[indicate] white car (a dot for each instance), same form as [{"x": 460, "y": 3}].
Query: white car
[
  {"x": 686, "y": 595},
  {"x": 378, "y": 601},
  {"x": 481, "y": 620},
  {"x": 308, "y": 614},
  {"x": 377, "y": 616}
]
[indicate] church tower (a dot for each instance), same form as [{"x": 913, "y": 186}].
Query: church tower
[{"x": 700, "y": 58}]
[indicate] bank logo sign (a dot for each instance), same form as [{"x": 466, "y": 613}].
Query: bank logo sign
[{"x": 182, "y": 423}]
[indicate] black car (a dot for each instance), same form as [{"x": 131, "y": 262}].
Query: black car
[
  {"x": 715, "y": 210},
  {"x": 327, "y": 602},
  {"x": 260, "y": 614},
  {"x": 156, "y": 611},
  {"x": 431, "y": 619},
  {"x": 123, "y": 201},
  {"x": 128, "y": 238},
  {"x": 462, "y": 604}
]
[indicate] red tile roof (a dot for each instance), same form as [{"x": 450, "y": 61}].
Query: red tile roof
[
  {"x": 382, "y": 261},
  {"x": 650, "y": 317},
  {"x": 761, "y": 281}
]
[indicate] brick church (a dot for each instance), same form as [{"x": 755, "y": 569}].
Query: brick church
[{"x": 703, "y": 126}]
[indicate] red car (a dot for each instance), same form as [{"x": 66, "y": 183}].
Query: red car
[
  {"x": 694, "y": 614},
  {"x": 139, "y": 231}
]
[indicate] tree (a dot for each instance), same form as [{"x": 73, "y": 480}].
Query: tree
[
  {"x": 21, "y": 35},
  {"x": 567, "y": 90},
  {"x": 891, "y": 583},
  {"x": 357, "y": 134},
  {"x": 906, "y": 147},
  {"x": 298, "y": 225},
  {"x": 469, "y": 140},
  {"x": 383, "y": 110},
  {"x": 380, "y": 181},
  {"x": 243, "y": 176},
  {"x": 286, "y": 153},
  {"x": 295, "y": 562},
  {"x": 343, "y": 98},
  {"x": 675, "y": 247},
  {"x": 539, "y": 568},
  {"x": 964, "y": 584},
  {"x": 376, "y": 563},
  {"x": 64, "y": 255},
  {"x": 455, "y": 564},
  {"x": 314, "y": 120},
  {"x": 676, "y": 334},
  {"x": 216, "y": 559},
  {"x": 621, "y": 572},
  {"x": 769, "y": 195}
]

### TASK DETAILS:
Starting at the line with "Query: bank logo sign" and ending at the line with "[indicate] brick church", print each line of the listing above exactly, with no other lines.

### RESULT OF THIS EXERCISE:
Query: bank logo sign
[{"x": 182, "y": 423}]
[indicate] black car (a dot for each instance), same form as [{"x": 131, "y": 262}].
Query: black car
[
  {"x": 715, "y": 210},
  {"x": 327, "y": 602},
  {"x": 260, "y": 614},
  {"x": 156, "y": 611},
  {"x": 431, "y": 619},
  {"x": 123, "y": 201},
  {"x": 128, "y": 238},
  {"x": 462, "y": 604}
]
[indicate] red tile roof (a dot for each instance), same form as [{"x": 450, "y": 61}].
Query: red tile roof
[
  {"x": 382, "y": 261},
  {"x": 650, "y": 317},
  {"x": 761, "y": 281}
]
[indicate] brick church (a dot for each instance), same form as [{"x": 755, "y": 569}].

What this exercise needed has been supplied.